* [Given problem]:
Please copy the listing below character for character, starting at its first line and stopping after the line that contains "1235 547 L 1174".

==========

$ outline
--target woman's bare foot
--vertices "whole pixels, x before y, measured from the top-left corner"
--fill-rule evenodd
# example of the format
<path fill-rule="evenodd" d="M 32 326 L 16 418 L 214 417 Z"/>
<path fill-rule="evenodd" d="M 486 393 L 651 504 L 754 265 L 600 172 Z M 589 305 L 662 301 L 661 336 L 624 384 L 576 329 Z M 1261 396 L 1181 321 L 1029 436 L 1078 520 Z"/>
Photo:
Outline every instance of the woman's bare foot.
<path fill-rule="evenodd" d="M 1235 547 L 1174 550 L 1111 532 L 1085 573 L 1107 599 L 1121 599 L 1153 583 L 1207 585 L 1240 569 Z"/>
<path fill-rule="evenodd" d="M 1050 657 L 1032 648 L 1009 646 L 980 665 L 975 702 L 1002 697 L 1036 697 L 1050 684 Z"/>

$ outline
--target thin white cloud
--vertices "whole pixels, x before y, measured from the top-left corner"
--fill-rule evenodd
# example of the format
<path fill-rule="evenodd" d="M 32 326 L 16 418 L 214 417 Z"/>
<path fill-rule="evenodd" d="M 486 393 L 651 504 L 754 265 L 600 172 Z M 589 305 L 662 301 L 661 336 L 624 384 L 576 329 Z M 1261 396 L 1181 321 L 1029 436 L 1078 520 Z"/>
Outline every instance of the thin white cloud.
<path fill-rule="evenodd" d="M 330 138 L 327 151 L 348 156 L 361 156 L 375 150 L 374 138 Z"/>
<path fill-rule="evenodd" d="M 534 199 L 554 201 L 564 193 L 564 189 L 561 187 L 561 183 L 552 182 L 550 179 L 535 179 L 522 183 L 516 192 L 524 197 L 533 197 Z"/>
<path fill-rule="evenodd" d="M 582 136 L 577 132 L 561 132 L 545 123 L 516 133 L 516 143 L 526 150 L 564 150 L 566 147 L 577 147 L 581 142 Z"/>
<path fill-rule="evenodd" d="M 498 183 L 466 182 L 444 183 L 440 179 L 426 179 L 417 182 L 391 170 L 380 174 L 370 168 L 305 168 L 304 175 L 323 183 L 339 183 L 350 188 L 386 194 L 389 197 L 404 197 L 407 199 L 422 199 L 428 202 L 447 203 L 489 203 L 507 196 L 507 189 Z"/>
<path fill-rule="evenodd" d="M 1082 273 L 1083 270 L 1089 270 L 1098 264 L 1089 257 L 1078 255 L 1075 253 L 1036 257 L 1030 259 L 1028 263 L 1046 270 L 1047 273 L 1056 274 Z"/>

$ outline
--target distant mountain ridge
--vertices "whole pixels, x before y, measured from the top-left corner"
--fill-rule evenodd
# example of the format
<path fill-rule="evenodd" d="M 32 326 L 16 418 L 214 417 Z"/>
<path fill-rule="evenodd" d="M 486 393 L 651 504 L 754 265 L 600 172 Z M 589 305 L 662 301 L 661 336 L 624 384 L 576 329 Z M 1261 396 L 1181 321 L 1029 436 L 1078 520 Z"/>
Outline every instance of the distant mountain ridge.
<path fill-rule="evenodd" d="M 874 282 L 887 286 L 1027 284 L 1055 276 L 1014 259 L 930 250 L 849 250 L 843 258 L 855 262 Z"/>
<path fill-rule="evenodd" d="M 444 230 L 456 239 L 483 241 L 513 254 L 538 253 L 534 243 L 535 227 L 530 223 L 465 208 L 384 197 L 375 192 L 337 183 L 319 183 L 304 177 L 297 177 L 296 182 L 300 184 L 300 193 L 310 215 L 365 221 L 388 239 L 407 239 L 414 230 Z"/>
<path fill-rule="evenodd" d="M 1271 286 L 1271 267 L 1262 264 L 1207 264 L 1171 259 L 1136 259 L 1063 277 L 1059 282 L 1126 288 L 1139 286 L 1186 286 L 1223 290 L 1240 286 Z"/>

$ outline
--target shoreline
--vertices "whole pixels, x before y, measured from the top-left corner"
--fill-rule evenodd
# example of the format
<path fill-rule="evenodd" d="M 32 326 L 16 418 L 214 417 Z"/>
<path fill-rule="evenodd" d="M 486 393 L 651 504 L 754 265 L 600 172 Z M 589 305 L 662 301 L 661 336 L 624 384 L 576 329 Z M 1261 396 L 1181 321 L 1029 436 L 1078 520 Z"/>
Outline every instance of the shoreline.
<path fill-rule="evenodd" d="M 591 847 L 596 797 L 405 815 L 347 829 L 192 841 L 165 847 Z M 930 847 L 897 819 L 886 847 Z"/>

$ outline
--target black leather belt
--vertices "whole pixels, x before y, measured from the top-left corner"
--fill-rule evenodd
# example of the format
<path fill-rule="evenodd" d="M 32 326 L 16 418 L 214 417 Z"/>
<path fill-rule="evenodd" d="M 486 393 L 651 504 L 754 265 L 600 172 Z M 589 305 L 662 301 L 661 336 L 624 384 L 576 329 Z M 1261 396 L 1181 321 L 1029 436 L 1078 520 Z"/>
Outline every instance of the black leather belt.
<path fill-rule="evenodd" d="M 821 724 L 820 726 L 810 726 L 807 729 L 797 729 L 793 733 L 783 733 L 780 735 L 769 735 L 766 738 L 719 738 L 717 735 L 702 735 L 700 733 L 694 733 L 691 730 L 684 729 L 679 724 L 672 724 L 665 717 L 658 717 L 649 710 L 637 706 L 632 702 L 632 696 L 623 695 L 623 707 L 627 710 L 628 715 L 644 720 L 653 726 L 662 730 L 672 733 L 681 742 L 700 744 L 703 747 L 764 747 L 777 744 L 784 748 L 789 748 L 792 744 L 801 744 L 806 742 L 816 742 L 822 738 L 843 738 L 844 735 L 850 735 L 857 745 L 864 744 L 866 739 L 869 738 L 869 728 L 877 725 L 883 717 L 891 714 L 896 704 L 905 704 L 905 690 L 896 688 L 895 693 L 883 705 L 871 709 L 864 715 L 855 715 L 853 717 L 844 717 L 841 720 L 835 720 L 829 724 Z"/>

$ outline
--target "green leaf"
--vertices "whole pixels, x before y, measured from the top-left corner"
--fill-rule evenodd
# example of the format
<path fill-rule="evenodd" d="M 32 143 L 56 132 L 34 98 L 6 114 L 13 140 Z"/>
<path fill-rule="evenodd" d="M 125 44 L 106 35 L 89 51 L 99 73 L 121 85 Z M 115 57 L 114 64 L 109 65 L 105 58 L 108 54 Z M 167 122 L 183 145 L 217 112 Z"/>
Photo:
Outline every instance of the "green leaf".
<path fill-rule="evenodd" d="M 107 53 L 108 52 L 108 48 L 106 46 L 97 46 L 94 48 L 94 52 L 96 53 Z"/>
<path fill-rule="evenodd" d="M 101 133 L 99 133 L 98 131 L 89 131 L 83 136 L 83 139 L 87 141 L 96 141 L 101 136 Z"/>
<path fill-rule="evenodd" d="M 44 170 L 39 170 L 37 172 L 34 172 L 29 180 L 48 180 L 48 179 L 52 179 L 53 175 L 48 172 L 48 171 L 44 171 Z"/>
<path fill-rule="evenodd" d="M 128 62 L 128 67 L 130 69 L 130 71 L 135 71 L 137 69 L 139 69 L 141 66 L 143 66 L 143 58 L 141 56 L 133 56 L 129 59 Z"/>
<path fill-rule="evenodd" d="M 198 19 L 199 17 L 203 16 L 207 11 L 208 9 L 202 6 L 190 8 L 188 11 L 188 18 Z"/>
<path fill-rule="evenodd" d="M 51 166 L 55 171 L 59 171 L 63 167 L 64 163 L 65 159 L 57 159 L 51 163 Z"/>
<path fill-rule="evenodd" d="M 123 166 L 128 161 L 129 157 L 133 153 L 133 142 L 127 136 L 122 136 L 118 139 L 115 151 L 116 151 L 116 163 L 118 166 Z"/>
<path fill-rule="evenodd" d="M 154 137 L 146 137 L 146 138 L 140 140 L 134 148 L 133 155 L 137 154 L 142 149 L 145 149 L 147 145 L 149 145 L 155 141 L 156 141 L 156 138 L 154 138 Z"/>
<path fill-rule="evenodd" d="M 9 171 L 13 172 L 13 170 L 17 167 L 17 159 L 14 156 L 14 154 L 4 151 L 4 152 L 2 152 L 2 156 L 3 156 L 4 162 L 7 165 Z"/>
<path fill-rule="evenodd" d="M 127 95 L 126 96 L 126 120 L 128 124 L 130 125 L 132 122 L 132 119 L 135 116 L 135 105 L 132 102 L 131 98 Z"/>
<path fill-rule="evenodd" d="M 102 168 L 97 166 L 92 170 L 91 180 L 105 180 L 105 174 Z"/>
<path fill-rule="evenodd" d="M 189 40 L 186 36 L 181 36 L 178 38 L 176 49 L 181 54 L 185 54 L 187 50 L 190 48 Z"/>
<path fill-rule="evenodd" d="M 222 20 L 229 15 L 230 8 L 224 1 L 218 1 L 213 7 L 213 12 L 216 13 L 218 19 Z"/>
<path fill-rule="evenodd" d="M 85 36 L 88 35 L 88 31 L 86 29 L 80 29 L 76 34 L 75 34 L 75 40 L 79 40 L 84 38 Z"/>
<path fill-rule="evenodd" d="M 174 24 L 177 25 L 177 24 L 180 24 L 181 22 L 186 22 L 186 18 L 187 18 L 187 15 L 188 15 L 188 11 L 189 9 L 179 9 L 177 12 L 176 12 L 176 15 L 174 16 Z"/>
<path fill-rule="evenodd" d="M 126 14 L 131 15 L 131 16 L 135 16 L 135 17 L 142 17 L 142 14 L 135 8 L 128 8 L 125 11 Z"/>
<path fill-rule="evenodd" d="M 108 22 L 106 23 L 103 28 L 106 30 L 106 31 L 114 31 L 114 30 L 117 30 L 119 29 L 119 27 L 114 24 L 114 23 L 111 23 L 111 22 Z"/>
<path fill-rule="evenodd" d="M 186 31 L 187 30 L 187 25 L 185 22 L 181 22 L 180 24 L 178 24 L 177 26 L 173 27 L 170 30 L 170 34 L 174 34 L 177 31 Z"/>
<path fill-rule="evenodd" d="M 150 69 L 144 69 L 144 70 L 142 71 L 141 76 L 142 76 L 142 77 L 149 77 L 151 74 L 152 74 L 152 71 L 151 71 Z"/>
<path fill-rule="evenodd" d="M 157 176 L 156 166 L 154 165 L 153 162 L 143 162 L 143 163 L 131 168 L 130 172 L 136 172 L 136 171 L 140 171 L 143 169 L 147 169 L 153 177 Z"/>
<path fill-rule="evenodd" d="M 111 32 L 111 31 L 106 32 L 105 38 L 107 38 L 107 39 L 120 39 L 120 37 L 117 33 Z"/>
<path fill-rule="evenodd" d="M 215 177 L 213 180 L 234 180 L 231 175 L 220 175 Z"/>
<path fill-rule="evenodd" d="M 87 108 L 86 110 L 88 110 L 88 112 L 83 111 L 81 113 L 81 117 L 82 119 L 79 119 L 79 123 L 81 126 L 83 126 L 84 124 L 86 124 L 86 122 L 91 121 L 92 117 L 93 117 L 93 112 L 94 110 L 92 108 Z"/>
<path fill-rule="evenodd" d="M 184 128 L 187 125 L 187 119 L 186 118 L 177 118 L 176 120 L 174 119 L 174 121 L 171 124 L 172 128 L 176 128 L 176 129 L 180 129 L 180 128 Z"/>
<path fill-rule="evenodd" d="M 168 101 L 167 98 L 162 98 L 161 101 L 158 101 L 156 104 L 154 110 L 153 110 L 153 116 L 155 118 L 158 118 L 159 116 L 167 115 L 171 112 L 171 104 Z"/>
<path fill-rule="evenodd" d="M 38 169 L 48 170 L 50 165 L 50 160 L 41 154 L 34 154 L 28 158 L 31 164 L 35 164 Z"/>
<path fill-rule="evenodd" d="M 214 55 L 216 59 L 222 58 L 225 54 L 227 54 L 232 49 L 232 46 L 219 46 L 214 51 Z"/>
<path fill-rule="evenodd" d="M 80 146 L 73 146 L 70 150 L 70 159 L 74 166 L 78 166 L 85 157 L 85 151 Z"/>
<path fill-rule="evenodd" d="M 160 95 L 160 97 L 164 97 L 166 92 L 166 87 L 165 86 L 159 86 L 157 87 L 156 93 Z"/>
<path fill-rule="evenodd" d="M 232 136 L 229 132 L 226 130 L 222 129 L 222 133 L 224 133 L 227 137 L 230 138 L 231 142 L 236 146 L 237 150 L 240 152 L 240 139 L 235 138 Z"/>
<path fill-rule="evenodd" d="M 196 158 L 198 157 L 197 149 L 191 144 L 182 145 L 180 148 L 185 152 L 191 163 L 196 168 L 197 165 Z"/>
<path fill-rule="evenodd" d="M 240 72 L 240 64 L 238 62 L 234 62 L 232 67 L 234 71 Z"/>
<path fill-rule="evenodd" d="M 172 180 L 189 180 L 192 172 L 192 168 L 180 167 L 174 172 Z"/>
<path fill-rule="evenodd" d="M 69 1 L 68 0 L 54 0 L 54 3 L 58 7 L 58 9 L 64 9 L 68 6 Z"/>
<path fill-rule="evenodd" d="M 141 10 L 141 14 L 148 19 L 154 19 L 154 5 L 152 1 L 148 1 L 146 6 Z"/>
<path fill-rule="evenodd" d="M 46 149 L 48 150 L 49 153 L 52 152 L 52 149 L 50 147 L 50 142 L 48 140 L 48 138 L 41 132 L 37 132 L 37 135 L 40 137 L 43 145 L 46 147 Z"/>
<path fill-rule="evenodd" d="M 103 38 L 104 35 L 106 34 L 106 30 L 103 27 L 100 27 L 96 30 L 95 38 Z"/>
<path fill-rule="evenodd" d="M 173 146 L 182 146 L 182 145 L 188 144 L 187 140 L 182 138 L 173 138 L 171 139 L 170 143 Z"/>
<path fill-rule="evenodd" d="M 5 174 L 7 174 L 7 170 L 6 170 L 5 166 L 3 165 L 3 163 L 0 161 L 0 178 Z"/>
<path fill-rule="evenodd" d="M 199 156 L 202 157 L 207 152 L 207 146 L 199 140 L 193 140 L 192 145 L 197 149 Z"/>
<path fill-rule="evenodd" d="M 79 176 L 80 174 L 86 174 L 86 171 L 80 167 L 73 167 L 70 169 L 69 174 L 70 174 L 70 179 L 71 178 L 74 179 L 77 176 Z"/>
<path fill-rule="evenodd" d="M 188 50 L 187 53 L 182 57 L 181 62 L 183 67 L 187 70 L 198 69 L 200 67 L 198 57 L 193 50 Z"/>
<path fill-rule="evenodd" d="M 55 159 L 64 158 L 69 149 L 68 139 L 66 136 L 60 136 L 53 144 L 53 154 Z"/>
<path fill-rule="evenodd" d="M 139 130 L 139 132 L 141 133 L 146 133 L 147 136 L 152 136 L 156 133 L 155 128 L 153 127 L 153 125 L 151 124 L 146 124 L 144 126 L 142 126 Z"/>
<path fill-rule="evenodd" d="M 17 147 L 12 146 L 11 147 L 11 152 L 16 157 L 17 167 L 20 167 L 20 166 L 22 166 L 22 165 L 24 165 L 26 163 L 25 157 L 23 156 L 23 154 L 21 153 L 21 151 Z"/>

==========

* [Solution for this problem]:
$ outline
--target woman's bare foot
--vertices "whole pixels, x before y, measured from the top-left corner"
--fill-rule evenodd
# example of the format
<path fill-rule="evenodd" d="M 32 326 L 16 418 L 214 417 Z"/>
<path fill-rule="evenodd" d="M 486 393 L 651 504 L 754 265 L 600 172 Z M 589 305 L 662 301 L 661 336 L 624 384 L 576 329 Z M 1261 396 L 1181 321 L 1029 436 L 1078 520 Z"/>
Photo:
Outline every instance of the woman's bare foot.
<path fill-rule="evenodd" d="M 1235 547 L 1174 550 L 1111 532 L 1085 573 L 1107 599 L 1121 599 L 1153 583 L 1207 585 L 1240 569 Z"/>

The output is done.